##### Data supplied

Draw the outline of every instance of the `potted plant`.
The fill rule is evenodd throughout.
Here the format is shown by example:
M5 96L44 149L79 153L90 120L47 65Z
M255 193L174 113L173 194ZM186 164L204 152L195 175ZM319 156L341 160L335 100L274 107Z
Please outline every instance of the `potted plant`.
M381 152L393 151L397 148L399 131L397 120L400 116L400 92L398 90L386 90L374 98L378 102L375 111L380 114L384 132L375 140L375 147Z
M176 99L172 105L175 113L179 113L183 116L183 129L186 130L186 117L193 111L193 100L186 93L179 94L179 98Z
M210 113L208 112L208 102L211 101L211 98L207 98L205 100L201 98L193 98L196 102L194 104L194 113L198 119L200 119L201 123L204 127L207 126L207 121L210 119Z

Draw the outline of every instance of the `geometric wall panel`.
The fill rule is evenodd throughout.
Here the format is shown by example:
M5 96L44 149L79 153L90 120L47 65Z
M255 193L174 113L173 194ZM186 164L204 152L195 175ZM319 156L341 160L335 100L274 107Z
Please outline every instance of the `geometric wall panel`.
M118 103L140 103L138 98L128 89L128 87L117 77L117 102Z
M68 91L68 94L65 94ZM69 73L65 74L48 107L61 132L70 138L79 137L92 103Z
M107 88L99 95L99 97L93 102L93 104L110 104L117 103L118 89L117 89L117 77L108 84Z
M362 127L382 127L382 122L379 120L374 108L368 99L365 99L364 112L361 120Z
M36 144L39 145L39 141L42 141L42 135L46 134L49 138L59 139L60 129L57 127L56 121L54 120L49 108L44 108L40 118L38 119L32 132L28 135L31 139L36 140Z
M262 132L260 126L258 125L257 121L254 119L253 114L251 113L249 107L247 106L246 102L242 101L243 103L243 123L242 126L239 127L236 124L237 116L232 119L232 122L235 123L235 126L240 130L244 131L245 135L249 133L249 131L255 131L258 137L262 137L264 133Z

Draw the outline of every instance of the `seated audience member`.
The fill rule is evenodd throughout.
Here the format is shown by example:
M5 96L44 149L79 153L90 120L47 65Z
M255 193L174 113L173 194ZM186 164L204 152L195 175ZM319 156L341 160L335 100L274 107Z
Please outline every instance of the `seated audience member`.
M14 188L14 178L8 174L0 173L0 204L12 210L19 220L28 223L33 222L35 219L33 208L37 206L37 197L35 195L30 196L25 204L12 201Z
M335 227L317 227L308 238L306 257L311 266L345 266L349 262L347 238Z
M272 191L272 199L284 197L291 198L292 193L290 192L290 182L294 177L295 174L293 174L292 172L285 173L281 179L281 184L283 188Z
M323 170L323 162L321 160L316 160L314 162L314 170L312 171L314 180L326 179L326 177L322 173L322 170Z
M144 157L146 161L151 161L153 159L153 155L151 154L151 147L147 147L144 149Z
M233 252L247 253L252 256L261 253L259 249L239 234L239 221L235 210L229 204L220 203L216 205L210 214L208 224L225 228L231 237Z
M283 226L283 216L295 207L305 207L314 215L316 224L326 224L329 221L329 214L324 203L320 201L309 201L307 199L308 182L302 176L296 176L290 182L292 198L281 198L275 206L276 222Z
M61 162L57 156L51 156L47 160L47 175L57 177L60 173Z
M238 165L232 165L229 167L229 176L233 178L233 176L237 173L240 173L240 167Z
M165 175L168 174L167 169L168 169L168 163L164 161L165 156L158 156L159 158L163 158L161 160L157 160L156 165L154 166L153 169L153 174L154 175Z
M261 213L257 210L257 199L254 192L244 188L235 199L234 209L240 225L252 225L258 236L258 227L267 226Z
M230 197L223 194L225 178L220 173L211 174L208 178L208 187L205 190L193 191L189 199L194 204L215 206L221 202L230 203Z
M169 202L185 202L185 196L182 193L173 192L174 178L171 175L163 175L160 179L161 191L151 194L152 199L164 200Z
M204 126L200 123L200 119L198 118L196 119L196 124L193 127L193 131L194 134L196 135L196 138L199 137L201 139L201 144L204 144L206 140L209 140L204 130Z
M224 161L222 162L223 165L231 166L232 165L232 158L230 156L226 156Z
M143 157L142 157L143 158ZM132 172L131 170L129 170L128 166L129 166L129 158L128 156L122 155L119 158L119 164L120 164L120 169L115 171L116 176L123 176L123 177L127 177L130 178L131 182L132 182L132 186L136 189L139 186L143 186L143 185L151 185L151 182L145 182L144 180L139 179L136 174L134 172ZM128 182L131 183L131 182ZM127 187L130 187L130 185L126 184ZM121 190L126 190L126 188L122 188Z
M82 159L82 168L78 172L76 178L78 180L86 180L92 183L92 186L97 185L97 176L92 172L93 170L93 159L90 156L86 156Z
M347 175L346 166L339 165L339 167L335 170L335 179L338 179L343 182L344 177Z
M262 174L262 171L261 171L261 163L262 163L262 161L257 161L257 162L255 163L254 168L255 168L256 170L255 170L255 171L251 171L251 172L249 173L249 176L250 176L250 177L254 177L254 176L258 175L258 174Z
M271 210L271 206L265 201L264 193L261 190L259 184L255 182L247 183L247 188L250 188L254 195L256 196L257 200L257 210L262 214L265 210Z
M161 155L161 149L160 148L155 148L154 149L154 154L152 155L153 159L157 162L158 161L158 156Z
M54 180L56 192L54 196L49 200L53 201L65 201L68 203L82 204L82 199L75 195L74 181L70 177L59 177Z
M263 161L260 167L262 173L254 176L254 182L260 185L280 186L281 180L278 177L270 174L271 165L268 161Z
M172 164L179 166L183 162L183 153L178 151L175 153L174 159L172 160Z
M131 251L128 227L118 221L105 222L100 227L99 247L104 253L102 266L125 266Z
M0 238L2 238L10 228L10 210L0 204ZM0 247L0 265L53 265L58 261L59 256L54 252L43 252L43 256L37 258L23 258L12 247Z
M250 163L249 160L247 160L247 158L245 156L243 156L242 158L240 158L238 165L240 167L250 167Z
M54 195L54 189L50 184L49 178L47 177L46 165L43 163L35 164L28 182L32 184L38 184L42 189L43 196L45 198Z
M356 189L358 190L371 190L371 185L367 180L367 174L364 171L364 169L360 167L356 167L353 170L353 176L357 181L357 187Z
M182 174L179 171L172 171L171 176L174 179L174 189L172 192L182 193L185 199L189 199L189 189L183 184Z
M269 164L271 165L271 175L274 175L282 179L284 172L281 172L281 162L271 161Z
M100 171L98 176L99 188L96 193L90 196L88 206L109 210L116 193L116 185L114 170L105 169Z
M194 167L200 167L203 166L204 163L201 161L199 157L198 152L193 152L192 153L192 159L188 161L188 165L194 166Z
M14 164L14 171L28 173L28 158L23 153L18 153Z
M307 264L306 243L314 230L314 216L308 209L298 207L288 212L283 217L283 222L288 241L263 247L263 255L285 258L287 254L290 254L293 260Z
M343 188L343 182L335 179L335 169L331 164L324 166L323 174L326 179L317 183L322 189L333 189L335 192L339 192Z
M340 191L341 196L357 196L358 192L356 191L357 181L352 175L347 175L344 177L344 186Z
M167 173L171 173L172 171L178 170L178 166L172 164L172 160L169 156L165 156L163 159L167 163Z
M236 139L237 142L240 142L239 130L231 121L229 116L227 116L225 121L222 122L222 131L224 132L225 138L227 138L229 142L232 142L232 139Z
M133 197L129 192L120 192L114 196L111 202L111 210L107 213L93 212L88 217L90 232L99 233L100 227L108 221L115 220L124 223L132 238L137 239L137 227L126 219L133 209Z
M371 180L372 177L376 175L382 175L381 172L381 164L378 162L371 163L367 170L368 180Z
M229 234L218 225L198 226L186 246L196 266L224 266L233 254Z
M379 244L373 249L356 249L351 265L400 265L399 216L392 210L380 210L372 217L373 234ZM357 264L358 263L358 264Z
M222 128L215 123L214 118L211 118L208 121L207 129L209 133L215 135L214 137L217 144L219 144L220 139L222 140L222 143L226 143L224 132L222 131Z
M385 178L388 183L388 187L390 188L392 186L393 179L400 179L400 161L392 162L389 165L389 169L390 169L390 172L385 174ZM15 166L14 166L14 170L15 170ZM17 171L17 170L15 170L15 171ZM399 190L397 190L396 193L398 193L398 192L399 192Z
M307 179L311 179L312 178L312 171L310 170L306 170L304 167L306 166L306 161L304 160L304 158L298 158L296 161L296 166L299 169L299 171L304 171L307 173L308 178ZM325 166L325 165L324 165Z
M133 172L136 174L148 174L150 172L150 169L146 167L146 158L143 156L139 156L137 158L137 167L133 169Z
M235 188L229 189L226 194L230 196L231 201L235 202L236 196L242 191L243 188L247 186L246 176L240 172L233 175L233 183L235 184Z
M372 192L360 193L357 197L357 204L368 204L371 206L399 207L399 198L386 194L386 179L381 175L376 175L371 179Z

##########

* [What needs to be done]
Nothing is wanted except the number of lines in the entries above that include the word "Draw".

* [Exercise solution]
3